▶ _JOB 1_: In the forum post about setting up alpa on AWS, why is the Docker image approach stuck for the poster? Answer in one to three sentences.
▶ _JOB 2_: Shorten the paragraph in the forum post about alpa on AWS that begins "Based on the documentation", keeping its main facts.
▶ _JOB 3_: Carry on the forum post about setting up alpa on AWS, starting after its last sentence.

▶ _TEXT EXCERPT_:
----
How to set up distributed training with alpa on AWS?

(Medium: It contributes to significant difficulty to complete my task, but I can work around it).

Has anyone had success setting up a Ray cluster on AWS for training distributed deep learning models with alpa?

Based on the documentation it seems like the thing to do is simply spin up a cluster using the rayproject/ray-ml:latest-gpu Docker image and install alpa. However, I haven’t been able to successfully install cupy-cuda on the head node, which is step one of installing alpa.

I have been able to install alpa without the Docker image by simply specifying an appropriate Deep Learning AMI, but I have the feeling that I might be missing subtle setup steps this way. I find it confusing that we should specify an AMI and a Docker file in the config file.
----
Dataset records
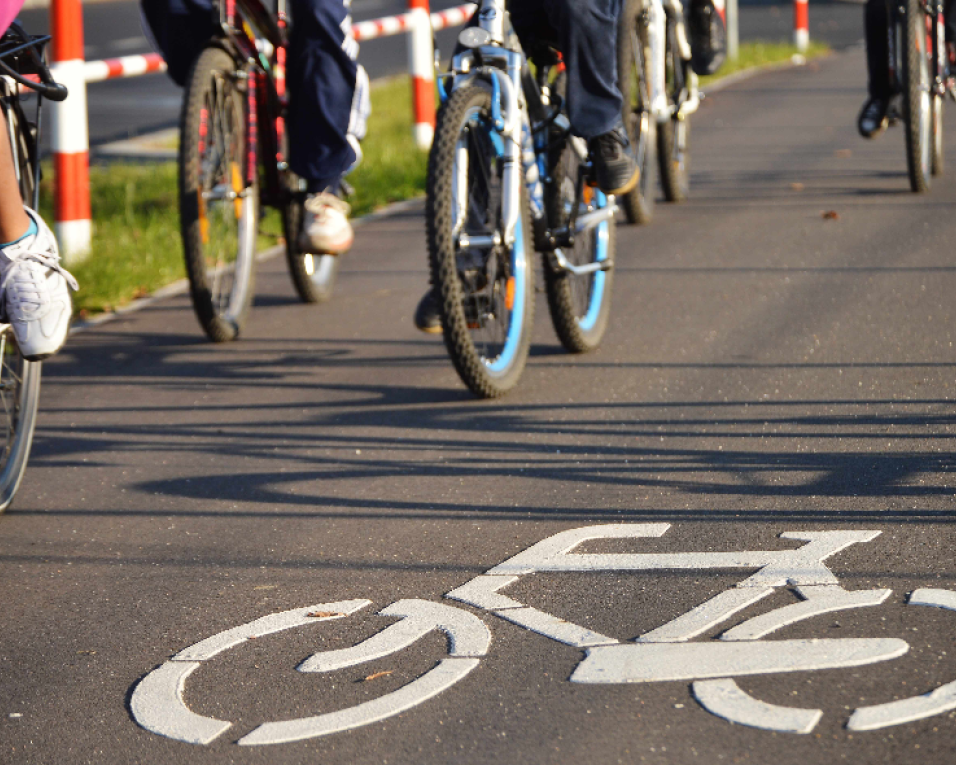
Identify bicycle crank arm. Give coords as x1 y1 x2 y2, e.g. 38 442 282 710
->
551 249 614 276
574 204 617 234
458 231 501 250
571 638 909 683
----
▶ _TASK ANSWER 1_: The poster can't install cupy-cuda on the head node, and that is the first step of installing alpa.

▶ _TASK ANSWER 2_: The documentation suggests launching a cluster from the rayproject/ray-ml:latest-gpu Docker image and then installing alpa. The poster hasn't managed to install cupy-cuda on the head node, which is the first step of installing alpa.

▶ _TASK ANSWER 3_:
What does an AMI provide if we have a Docker file? What do we miss if we only specify an AMI?

Any thoughts or advice welcome :slight_smile:

Hi @cswaney, we’re very actively working with Alpa team to make it more accessible in Ray OSS ecosystem including AWS. Feel free to tag me in Ray / Alpa slack channel for future questions :slight_smile:

For your question, what’s the cuda / cudnn version on your host ? With ray-ml docker image, assuming you have cuda 11.2 / cudnn 8.1.1 you should be able to do pip installs with the following

alpa
tensorflow-gpu
cupy-cuda112

Then ensure
python -c "from cupy.cuda import nccl"

Returns without any error.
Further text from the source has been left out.